Excerpts from a dataset on object pointing:
::::

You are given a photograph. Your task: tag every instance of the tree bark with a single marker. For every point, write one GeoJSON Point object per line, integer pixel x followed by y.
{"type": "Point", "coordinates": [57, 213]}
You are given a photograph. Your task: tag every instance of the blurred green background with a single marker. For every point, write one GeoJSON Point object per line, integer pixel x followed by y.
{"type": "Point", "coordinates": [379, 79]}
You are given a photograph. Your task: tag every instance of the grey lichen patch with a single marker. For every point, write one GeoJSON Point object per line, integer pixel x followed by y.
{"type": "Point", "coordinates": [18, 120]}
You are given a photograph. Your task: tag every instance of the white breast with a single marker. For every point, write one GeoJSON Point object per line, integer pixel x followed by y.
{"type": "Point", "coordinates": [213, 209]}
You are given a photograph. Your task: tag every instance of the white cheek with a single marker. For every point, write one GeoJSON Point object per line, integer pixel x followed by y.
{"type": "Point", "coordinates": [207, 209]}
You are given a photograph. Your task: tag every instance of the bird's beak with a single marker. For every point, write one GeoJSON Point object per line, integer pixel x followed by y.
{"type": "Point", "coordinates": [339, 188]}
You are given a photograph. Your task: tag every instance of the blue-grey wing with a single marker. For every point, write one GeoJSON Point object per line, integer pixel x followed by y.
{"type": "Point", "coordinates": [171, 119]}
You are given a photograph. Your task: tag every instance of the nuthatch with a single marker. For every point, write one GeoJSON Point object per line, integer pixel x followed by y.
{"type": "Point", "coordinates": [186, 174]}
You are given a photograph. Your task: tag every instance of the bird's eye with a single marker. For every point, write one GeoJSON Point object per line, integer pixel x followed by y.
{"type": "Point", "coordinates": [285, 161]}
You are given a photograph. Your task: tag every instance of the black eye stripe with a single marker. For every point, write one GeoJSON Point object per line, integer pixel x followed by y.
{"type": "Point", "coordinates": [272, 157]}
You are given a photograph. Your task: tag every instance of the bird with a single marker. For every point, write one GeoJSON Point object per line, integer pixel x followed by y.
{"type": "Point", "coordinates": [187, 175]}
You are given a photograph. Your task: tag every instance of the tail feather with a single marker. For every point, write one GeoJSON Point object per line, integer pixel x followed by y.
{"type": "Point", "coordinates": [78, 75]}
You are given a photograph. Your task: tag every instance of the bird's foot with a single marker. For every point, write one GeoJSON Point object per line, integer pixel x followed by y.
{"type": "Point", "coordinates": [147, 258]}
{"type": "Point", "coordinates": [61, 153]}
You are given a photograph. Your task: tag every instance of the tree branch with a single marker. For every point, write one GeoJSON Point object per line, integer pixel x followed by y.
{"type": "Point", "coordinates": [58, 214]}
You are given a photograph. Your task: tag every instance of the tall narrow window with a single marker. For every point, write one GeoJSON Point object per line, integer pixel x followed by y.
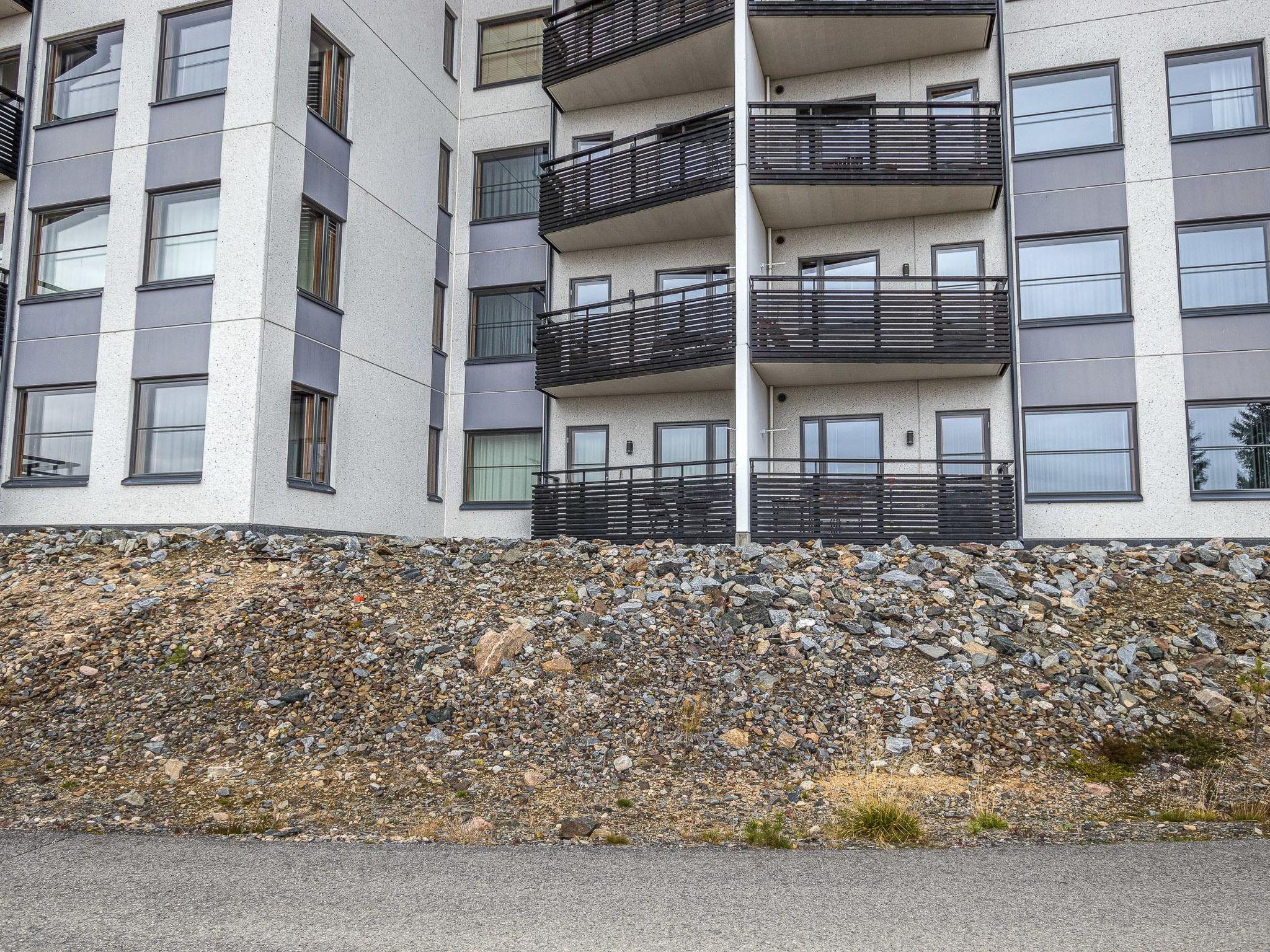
{"type": "Point", "coordinates": [1225, 266]}
{"type": "Point", "coordinates": [84, 75]}
{"type": "Point", "coordinates": [321, 236]}
{"type": "Point", "coordinates": [504, 322]}
{"type": "Point", "coordinates": [1081, 276]}
{"type": "Point", "coordinates": [511, 51]}
{"type": "Point", "coordinates": [55, 434]}
{"type": "Point", "coordinates": [507, 183]}
{"type": "Point", "coordinates": [309, 439]}
{"type": "Point", "coordinates": [1081, 452]}
{"type": "Point", "coordinates": [196, 52]}
{"type": "Point", "coordinates": [500, 466]}
{"type": "Point", "coordinates": [1230, 447]}
{"type": "Point", "coordinates": [328, 79]}
{"type": "Point", "coordinates": [183, 234]}
{"type": "Point", "coordinates": [171, 419]}
{"type": "Point", "coordinates": [1066, 111]}
{"type": "Point", "coordinates": [1215, 90]}
{"type": "Point", "coordinates": [69, 250]}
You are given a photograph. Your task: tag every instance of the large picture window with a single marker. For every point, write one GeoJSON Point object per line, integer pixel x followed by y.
{"type": "Point", "coordinates": [1081, 452]}
{"type": "Point", "coordinates": [1230, 447]}
{"type": "Point", "coordinates": [504, 322]}
{"type": "Point", "coordinates": [171, 419]}
{"type": "Point", "coordinates": [196, 52]}
{"type": "Point", "coordinates": [183, 234]}
{"type": "Point", "coordinates": [1215, 90]}
{"type": "Point", "coordinates": [55, 434]}
{"type": "Point", "coordinates": [1225, 266]}
{"type": "Point", "coordinates": [1081, 276]}
{"type": "Point", "coordinates": [500, 466]}
{"type": "Point", "coordinates": [1060, 112]}
{"type": "Point", "coordinates": [69, 249]}
{"type": "Point", "coordinates": [84, 75]}
{"type": "Point", "coordinates": [507, 183]}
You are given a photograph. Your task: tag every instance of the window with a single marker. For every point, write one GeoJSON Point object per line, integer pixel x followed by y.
{"type": "Point", "coordinates": [447, 42]}
{"type": "Point", "coordinates": [1215, 90]}
{"type": "Point", "coordinates": [84, 75]}
{"type": "Point", "coordinates": [438, 316]}
{"type": "Point", "coordinates": [1081, 452]}
{"type": "Point", "coordinates": [504, 322]}
{"type": "Point", "coordinates": [183, 234]}
{"type": "Point", "coordinates": [69, 252]}
{"type": "Point", "coordinates": [328, 79]}
{"type": "Point", "coordinates": [1225, 266]}
{"type": "Point", "coordinates": [433, 464]}
{"type": "Point", "coordinates": [169, 427]}
{"type": "Point", "coordinates": [55, 434]}
{"type": "Point", "coordinates": [1081, 276]}
{"type": "Point", "coordinates": [842, 444]}
{"type": "Point", "coordinates": [1066, 111]}
{"type": "Point", "coordinates": [309, 439]}
{"type": "Point", "coordinates": [1230, 447]}
{"type": "Point", "coordinates": [511, 51]}
{"type": "Point", "coordinates": [507, 183]}
{"type": "Point", "coordinates": [319, 253]}
{"type": "Point", "coordinates": [500, 466]}
{"type": "Point", "coordinates": [196, 52]}
{"type": "Point", "coordinates": [443, 178]}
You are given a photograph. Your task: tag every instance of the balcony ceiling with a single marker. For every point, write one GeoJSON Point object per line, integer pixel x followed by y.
{"type": "Point", "coordinates": [696, 63]}
{"type": "Point", "coordinates": [797, 46]}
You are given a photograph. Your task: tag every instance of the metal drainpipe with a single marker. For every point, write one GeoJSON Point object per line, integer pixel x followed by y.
{"type": "Point", "coordinates": [19, 214]}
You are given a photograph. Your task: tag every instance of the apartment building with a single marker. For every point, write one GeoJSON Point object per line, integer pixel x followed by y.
{"type": "Point", "coordinates": [841, 270]}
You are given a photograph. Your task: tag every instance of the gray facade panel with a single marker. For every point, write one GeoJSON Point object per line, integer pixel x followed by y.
{"type": "Point", "coordinates": [68, 140]}
{"type": "Point", "coordinates": [1230, 376]}
{"type": "Point", "coordinates": [315, 322]}
{"type": "Point", "coordinates": [315, 366]}
{"type": "Point", "coordinates": [59, 319]}
{"type": "Point", "coordinates": [1078, 342]}
{"type": "Point", "coordinates": [171, 352]}
{"type": "Point", "coordinates": [71, 180]}
{"type": "Point", "coordinates": [494, 377]}
{"type": "Point", "coordinates": [1078, 382]}
{"type": "Point", "coordinates": [173, 305]}
{"type": "Point", "coordinates": [55, 361]}
{"type": "Point", "coordinates": [1066, 172]}
{"type": "Point", "coordinates": [187, 117]}
{"type": "Point", "coordinates": [184, 162]}
{"type": "Point", "coordinates": [1077, 209]}
{"type": "Point", "coordinates": [1225, 196]}
{"type": "Point", "coordinates": [516, 266]}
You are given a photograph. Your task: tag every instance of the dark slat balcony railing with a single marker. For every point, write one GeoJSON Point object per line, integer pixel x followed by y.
{"type": "Point", "coordinates": [673, 330]}
{"type": "Point", "coordinates": [639, 172]}
{"type": "Point", "coordinates": [689, 501]}
{"type": "Point", "coordinates": [602, 32]}
{"type": "Point", "coordinates": [881, 320]}
{"type": "Point", "coordinates": [876, 144]}
{"type": "Point", "coordinates": [876, 500]}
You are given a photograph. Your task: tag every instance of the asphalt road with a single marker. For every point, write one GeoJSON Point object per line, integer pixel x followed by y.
{"type": "Point", "coordinates": [69, 891]}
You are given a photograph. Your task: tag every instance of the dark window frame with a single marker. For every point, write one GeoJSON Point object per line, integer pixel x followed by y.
{"type": "Point", "coordinates": [1118, 143]}
{"type": "Point", "coordinates": [1133, 495]}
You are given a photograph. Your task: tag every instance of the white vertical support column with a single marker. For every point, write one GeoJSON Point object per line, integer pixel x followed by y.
{"type": "Point", "coordinates": [751, 249]}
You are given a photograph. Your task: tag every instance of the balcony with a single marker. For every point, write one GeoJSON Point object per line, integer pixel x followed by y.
{"type": "Point", "coordinates": [685, 501]}
{"type": "Point", "coordinates": [619, 51]}
{"type": "Point", "coordinates": [681, 340]}
{"type": "Point", "coordinates": [799, 37]}
{"type": "Point", "coordinates": [667, 184]}
{"type": "Point", "coordinates": [876, 500]}
{"type": "Point", "coordinates": [835, 330]}
{"type": "Point", "coordinates": [833, 163]}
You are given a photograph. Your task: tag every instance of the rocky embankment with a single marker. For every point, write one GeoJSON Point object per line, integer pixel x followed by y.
{"type": "Point", "coordinates": [224, 682]}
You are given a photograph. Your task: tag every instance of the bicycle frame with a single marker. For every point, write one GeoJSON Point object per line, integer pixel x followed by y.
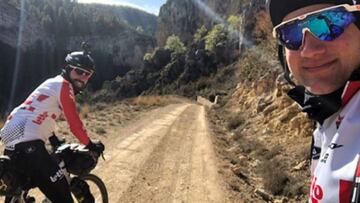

::::

## DIRECTIVE
Put the lines from the one containing "the white vertical" up to and including the final line into a numbered list, skipping blank lines. Leave the pictures out.

## SOLUTION FOR THIS PROBLEM
1. You are given a photograph. Your task: tag every instance of the white vertical support column with a single marker. For every point, write one GeoJSON Point object per line, integer pixel x followed by y.
2. {"type": "Point", "coordinates": [751, 249]}
3. You are given a photograph. Your task: tag every instance of the balcony with a single marker. For every point, write one GeoJSON Point object per line, integer pixel x followed by y.
4. {"type": "Point", "coordinates": [685, 501]}
5. {"type": "Point", "coordinates": [619, 51]}
6. {"type": "Point", "coordinates": [681, 340]}
7. {"type": "Point", "coordinates": [799, 37]}
8. {"type": "Point", "coordinates": [667, 184]}
9. {"type": "Point", "coordinates": [876, 500]}
10. {"type": "Point", "coordinates": [835, 330]}
11. {"type": "Point", "coordinates": [833, 163]}
12. You are given a photograph. Your task: tag every instance of the rocky embankment with a single marker. For every point, write one GeoJSON Point object per line, integer pixel x followed by y.
13. {"type": "Point", "coordinates": [224, 682]}
14. You are given a photograph. Your task: tag every instance of the bicycle frame with a single marker. For every point, write one GeoJSON Point object per line, integer pixel x followed by y.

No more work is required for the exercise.